Emsal Mahkeme Kararı Ankara 13. Asliye Ticaret Mahkemesi 2018/276 E. 2022/471 K. 07.06.2022 T.

Görüntülediğiniz mahkeme kararı henüz kesinleşmemiştir. Yararlı olması amacıyla eklenmiştir.

T.C. ANKARA 13. ASLİYE TİCARET MAHKEMESİ
T.C.
ANKARA
13. ASLİYE TİCARET MAHKEMESİ
GEREKÇELİ KARAR
ESAS NO : 2018/276 Esas
KARAR NO : 2022/471
DAVA : İtirazın İptali (Hizmet Sözleşmesinden Kaynaklanan)
DAVA TARİHİ : 11/04/2018
KARAR TARİHİ : 07/06/2022
GEREKÇELİ KARARIN
YAZILDIĞI TARİH : 29/07/2022
Mahkememizde görülmekte olan İtirazın İptali (Hizmet Sözleşmesinden Kaynaklanan) davasının yapılan açık yargılaması sonunda,
GEREĞİ DÜŞÜNÜLDÜ:
DAVA: Davacı vekilinin mahkememize sunduğu dava dilekçesinde özetle; davalı ile davacı arasında imzalanan “İşletme Sözleşmesi” kapsamında Ankara/Çayyolu adresinde bulunan … Tıp Merkezi’nin göz kliniği biriminin koordinasyon hizmetlerinin müvekkili tarafından yerine getirileceğinin kararlaştırıldığını, bu kapsamda verilecek hizmetler karşılığında davacıya ödemelerin yapılmasına dair esasların sözleşmenin 8.1. maddesinde belirlendiğini, davacının tüm edimlerini eksiksiz yerine getirdiğini, davalının ise sözleşme hükmüne aykırı davrandığını, Mart 2017’den itibaren eksik ödeme yapmaya başladığını, davacı müvekkilince yapılan şifahi uyarıları takiben gönderilen 12/02/2018 tarihli ihtarnameye rağmen de ödeme yapılmadığını, alacağın tahsili için 246.498,11 TL üzerinden takip başlatıldığını, ancak eldeki davanın ödemeler düşülmek suretiyle 171.498,05 TL üzerinden ikame edildiğini, takibe itirazın haksız olduğunu bildirerek davanın kabulü ile Ankara …İcra Müdürlüğü’nün … Esas sayılı takibe yapılan haksız ve dayanaktan yoksun itirazın iptali ile takibin 171.498,05 TL üzerinden devamına, davalının dava konusu edilen alacağın %20’sinden aşağı olmamak üzere tazminata mahkum edilmesine karar verilmesini talep ve dava ettiği anlaşılmıştır.

◆ Kayıt Listesi:

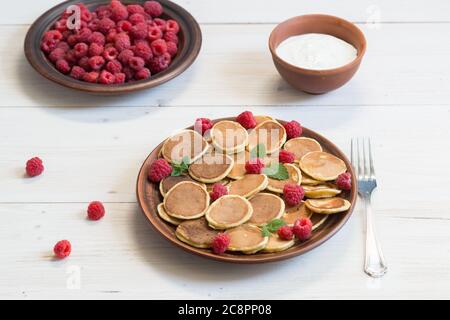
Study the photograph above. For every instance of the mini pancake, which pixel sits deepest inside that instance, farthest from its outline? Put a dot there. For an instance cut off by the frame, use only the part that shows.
(187, 143)
(266, 207)
(301, 146)
(238, 170)
(249, 185)
(186, 200)
(295, 177)
(163, 215)
(229, 137)
(294, 213)
(212, 167)
(322, 166)
(247, 239)
(328, 205)
(275, 244)
(270, 133)
(168, 183)
(228, 212)
(196, 233)
(321, 191)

◆ Görevler:
1. Karar metnine göre dava hangi tarihte açılmıştır?
2. Karar metninde takip 246.498,11 TL üzerinden başlatılmışken dava neden 171.498,05 TL üzerinden açılmıştır? Bir iki cümleyle açıklayın.
3. Karar metnindeki "Görüntülediğiniz mahkeme kararı henüz kesinleşmemiştir." cümlesini İngilizceye çevirin.
Liste bu çalışmada hiçbir rol oynamaz.

◆ Görev Sonuçları:
1. 11/04/2018 tarihinde.

2. Dava dilekçesine göre yapılan ödemeler alacaktan düşülmüştür. Bu nedenle dava, takip tutarı yerine 171.498,05 TL üzerinden açılmıştır.

3. The court decision you are viewing has not yet become final.